▼▼▼
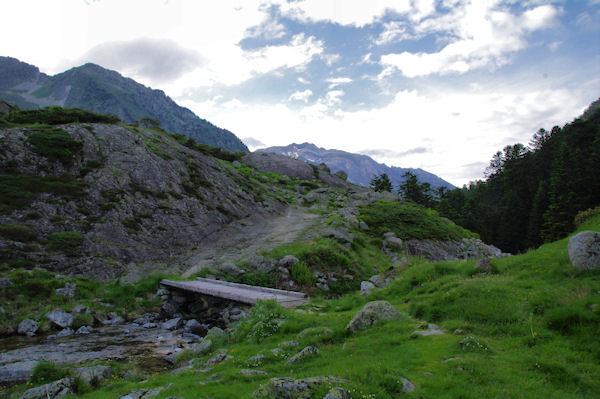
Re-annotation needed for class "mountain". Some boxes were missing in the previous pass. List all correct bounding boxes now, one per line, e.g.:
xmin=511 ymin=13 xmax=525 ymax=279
xmin=0 ymin=57 xmax=248 ymax=152
xmin=257 ymin=143 xmax=454 ymax=189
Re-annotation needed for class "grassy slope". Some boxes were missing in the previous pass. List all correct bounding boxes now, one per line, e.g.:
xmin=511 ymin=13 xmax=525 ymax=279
xmin=48 ymin=216 xmax=600 ymax=398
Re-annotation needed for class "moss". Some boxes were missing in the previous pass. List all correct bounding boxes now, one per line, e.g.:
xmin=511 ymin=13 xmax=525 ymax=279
xmin=0 ymin=224 xmax=37 ymax=242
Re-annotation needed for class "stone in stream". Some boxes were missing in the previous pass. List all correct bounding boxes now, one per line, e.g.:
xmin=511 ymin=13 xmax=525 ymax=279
xmin=46 ymin=309 xmax=73 ymax=328
xmin=17 ymin=319 xmax=40 ymax=337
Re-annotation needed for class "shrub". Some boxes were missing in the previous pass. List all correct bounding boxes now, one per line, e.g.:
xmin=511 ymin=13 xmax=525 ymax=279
xmin=29 ymin=360 xmax=71 ymax=385
xmin=0 ymin=224 xmax=37 ymax=242
xmin=48 ymin=231 xmax=83 ymax=255
xmin=27 ymin=126 xmax=83 ymax=165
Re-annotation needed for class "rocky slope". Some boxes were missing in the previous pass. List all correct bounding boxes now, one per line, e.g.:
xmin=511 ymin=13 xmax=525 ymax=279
xmin=256 ymin=143 xmax=454 ymax=189
xmin=0 ymin=57 xmax=248 ymax=152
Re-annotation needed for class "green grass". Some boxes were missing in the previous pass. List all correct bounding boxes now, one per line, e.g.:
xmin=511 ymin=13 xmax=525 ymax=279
xmin=360 ymin=202 xmax=478 ymax=240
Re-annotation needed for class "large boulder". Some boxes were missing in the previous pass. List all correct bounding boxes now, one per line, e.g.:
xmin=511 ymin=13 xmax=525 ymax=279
xmin=346 ymin=301 xmax=402 ymax=333
xmin=21 ymin=378 xmax=75 ymax=399
xmin=46 ymin=309 xmax=73 ymax=328
xmin=567 ymin=231 xmax=600 ymax=270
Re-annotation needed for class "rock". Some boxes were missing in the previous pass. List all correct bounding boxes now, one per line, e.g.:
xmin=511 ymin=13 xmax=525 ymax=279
xmin=46 ymin=309 xmax=73 ymax=328
xmin=279 ymin=255 xmax=300 ymax=268
xmin=202 ymin=352 xmax=229 ymax=367
xmin=567 ymin=231 xmax=600 ymax=270
xmin=296 ymin=327 xmax=333 ymax=339
xmin=183 ymin=319 xmax=208 ymax=335
xmin=206 ymin=327 xmax=225 ymax=337
xmin=240 ymin=369 xmax=267 ymax=377
xmin=401 ymin=377 xmax=415 ymax=393
xmin=161 ymin=317 xmax=183 ymax=331
xmin=411 ymin=323 xmax=444 ymax=337
xmin=75 ymin=326 xmax=93 ymax=335
xmin=17 ymin=319 xmax=40 ymax=337
xmin=323 ymin=387 xmax=349 ymax=399
xmin=346 ymin=301 xmax=402 ymax=332
xmin=56 ymin=328 xmax=75 ymax=338
xmin=475 ymin=258 xmax=494 ymax=273
xmin=192 ymin=338 xmax=212 ymax=355
xmin=360 ymin=281 xmax=375 ymax=295
xmin=254 ymin=376 xmax=346 ymax=399
xmin=21 ymin=378 xmax=75 ymax=399
xmin=0 ymin=360 xmax=38 ymax=384
xmin=218 ymin=263 xmax=246 ymax=277
xmin=286 ymin=346 xmax=319 ymax=366
xmin=73 ymin=366 xmax=113 ymax=386
xmin=0 ymin=278 xmax=13 ymax=289
xmin=55 ymin=283 xmax=77 ymax=298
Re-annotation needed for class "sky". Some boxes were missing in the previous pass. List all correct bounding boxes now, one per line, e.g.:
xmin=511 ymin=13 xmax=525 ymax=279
xmin=0 ymin=0 xmax=600 ymax=186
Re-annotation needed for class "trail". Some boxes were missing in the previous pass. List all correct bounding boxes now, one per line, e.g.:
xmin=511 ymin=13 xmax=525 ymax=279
xmin=183 ymin=206 xmax=319 ymax=277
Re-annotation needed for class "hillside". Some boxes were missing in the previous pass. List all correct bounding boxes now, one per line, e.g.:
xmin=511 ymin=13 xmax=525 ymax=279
xmin=257 ymin=143 xmax=454 ymax=189
xmin=0 ymin=57 xmax=248 ymax=152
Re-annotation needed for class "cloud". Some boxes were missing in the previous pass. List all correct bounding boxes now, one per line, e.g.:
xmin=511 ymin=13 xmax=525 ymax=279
xmin=359 ymin=147 xmax=431 ymax=158
xmin=380 ymin=1 xmax=559 ymax=78
xmin=81 ymin=38 xmax=205 ymax=83
xmin=288 ymin=89 xmax=312 ymax=103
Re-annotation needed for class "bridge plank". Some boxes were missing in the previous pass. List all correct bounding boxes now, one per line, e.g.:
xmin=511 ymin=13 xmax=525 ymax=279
xmin=161 ymin=278 xmax=308 ymax=307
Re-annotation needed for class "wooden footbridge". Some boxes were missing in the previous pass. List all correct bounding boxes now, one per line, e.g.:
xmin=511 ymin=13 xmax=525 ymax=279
xmin=160 ymin=278 xmax=308 ymax=307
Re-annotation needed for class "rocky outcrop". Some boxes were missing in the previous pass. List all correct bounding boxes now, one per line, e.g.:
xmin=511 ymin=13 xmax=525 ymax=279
xmin=346 ymin=301 xmax=402 ymax=333
xmin=567 ymin=231 xmax=600 ymax=270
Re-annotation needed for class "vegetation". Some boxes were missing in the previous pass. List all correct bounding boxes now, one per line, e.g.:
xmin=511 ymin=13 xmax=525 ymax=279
xmin=6 ymin=106 xmax=120 ymax=125
xmin=360 ymin=202 xmax=476 ymax=240
xmin=437 ymin=105 xmax=600 ymax=253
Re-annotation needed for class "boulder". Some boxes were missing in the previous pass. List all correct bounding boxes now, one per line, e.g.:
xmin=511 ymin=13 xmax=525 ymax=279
xmin=253 ymin=376 xmax=346 ymax=399
xmin=17 ymin=319 xmax=40 ymax=337
xmin=73 ymin=365 xmax=113 ymax=386
xmin=279 ymin=255 xmax=300 ymax=267
xmin=567 ymin=231 xmax=600 ymax=270
xmin=360 ymin=281 xmax=375 ymax=295
xmin=286 ymin=346 xmax=319 ymax=366
xmin=21 ymin=378 xmax=75 ymax=399
xmin=46 ymin=309 xmax=73 ymax=328
xmin=346 ymin=301 xmax=402 ymax=332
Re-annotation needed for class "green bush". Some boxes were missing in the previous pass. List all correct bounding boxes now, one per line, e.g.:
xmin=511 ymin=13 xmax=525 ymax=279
xmin=27 ymin=126 xmax=83 ymax=165
xmin=0 ymin=224 xmax=37 ymax=242
xmin=29 ymin=360 xmax=71 ymax=385
xmin=48 ymin=231 xmax=83 ymax=255
xmin=6 ymin=106 xmax=120 ymax=125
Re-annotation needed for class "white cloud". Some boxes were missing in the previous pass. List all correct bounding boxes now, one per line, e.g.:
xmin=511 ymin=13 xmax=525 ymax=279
xmin=288 ymin=89 xmax=312 ymax=103
xmin=381 ymin=2 xmax=559 ymax=78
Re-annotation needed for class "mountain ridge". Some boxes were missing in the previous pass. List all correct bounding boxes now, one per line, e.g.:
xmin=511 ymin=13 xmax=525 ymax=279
xmin=0 ymin=57 xmax=248 ymax=152
xmin=256 ymin=143 xmax=454 ymax=189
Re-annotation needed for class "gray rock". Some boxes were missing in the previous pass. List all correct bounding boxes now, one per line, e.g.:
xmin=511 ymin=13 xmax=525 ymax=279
xmin=254 ymin=376 xmax=346 ymax=399
xmin=360 ymin=281 xmax=375 ymax=295
xmin=46 ymin=309 xmax=73 ymax=328
xmin=161 ymin=317 xmax=183 ymax=330
xmin=323 ymin=387 xmax=349 ymax=399
xmin=75 ymin=326 xmax=93 ymax=335
xmin=286 ymin=346 xmax=319 ymax=366
xmin=279 ymin=255 xmax=300 ymax=268
xmin=73 ymin=365 xmax=113 ymax=386
xmin=567 ymin=230 xmax=600 ymax=270
xmin=0 ymin=360 xmax=38 ymax=384
xmin=240 ymin=369 xmax=267 ymax=377
xmin=21 ymin=378 xmax=75 ymax=399
xmin=346 ymin=301 xmax=402 ymax=332
xmin=17 ymin=319 xmax=40 ymax=337
xmin=192 ymin=338 xmax=212 ymax=355
xmin=56 ymin=328 xmax=75 ymax=338
xmin=0 ymin=278 xmax=13 ymax=289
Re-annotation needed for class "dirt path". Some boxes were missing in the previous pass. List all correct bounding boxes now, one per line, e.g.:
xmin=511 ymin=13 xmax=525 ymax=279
▲▲▲
> [Objective]
Gather every line above that contains the word "boulder" and copy each one out in full.

> [Answer to the exercise]
Re-annotation needed for class "large boulder". Some boxes were missing in the previous pass. List all correct bounding boxes now, one per line, e.g.:
Re-annotation needed for class "boulder". Some boxes were missing in the previous pass. List all correct bounding boxes now, one per line, e.g.:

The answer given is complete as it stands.